You publish an article. It gets indexed. It ranks on Google. Then one day you wonder: did an AI model just... learn from it? Is your content sitting inside ChatGPT's training data, helping it answer questions, without you knowing?
That question led Spawning AI to build Have I Been Trained, a tool that lets you check if your work ended up in AI training datasets. It's a useful tool. But it solves a very specific problem, and it's not the problem most brands think they have.
What Have I Been Trained actually does
Have I Been Trained searches the LAION-5B dataset, the massive open-source image collection used to train models like Stable Diffusion. You upload an image (or search by text), and the tool shows you matching or similar images from the dataset.
If your photos, illustrations, or artwork appear in the results, it means your visual content was included in the training data that powered a generation of image AI models.
The tool was built by Spawning AI, a company focused on creator rights in the age of generative AI. Their thesis is simple: creators should know when their work is used, and they should be able to say no.
Spawning's opt-out ecosystem
Beyond the search tool, Spawning has built a broader set of mechanisms for controlling how AI uses your content:
ai.txt works like robots.txt, but specifically for AI crawlers. You place it on your website to signal which content AI companies can and cannot use for training. Several AI companies have agreed to respect it.
The Do Not Train registry lets creators register their work and declare it off-limits for AI training. Think of it as a global opt-out list.
Platform integrations bring these controls directly into creative platforms. DeviantArt, for example, integrated Spawning's technology so artists can flag their work as not available for AI training.
These tools address a real concern. If you're a photographer, illustrator, or content creator, knowing whether your work was scraped into training data, and having mechanisms to prevent it, matters.
The gap most brands don't see
Here's where it gets interesting. Most businesses searching for "have I been trained" or "is my content in AI" aren't actually worried about training data rights. They're worried about something else entirely: whether AI platforms recommend them.
These are fundamentally different questions.
Training data presence means your content was ingested when the model was built. It's historical. It happened (or didn't) months or years ago. For text-based models like GPT-4 or Claude, there's no public tool equivalent to Have I Been Trained. You can't search their training corpora.

• The data:
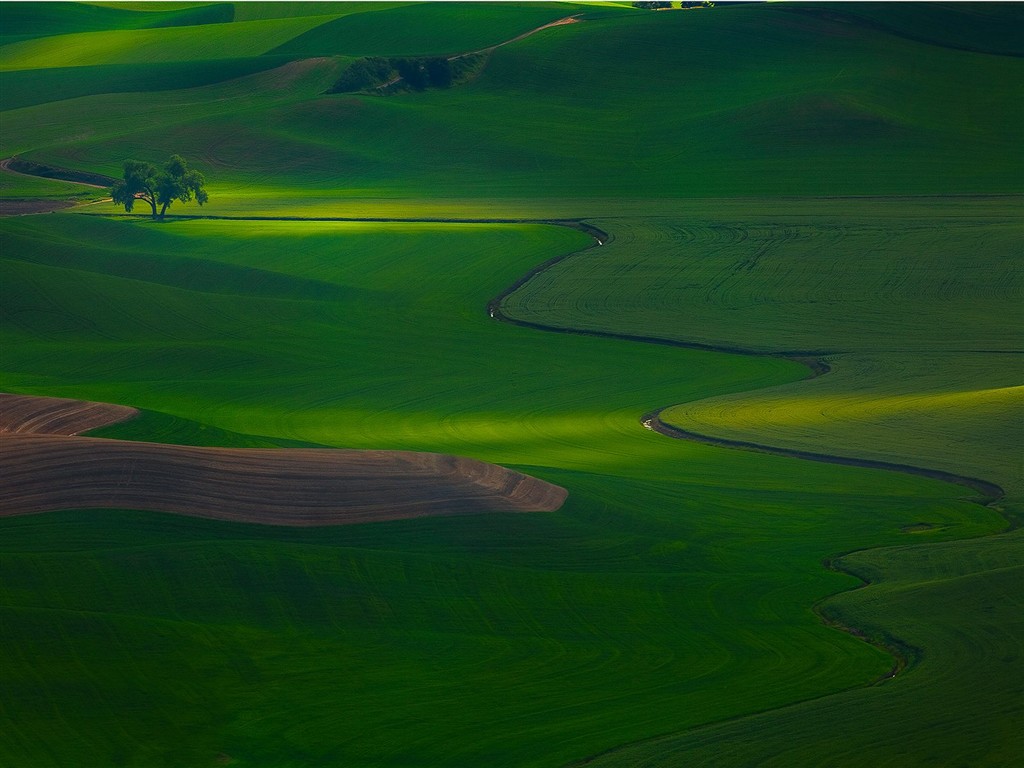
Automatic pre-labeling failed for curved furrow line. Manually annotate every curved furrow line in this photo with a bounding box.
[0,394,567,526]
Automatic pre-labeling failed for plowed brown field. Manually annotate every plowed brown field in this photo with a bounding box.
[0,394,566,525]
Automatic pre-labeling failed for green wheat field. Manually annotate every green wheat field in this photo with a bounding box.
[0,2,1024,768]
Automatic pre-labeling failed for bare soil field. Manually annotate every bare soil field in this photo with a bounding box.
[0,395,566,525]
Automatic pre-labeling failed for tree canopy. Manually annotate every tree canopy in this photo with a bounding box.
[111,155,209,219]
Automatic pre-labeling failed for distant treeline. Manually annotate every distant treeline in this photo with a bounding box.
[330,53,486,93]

* * *

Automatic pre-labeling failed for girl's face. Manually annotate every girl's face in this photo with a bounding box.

• Tasks to carry out:
(1) In the article on Have I Been Trained, which dataset does the tool search?
(2) Extend the article on Have I Been Trained, beginning right after its final sentence.

• Numbered answers:
(1) It searches LAION-5B, the large open-source image collection used to train models such as Stable Diffusion.

(2)
AI visibility means whether ChatGPT, Perplexity, Gemini, Copilot, or Google AI Mode actively mentions your brand when someone asks a relevant question right now. This is dynamic. It changes as models update, as your online presence evolves, and as competitors shift.
A brand can exist in training data but never get recommended. And a brand can get recommended based entirely on signals the model picks up from the live web during inference (which is how Perplexity and Google AI Mode work by design).
Why visibility tracking matters more for most brands
If you run a SaaS, a consultancy, an agency, or any business where customers discover you through search, the question that actually affects your revenue is not "was my website in the training data?" It's "when someone asks ChatGPT for a tool like mine, do they hear about me?"
That's the question AI visibility tracking answers. Tools like Mentionable monitor what AI platforms say about your brand across real prompts that your potential customers use. Not once, but daily, across five major AI platforms. You see trends, spot when competitors gain mentions, and catch it when you disappear from a conversation you used to own.
This is closer to how you already think about SEO rankings. You don't just care whether Google crawled your site. You care whether you rank for the queries that matter. Same logic applies to AI.
Both layers matter, for different reasons
For creators and rights holders, Have I Been Trained and Spawning's opt-out tools address legitimate intellectual property concerns. If your images were used to train Stable Diffusion without consent, you deserve to know that and have recourse.
For brands focused on growth, AI visibility tracking addresses the business impact question. When 30% of product research starts with an AI chatbot (and that number keeps climbing), knowing whether you show up in those conversations is no longer optional.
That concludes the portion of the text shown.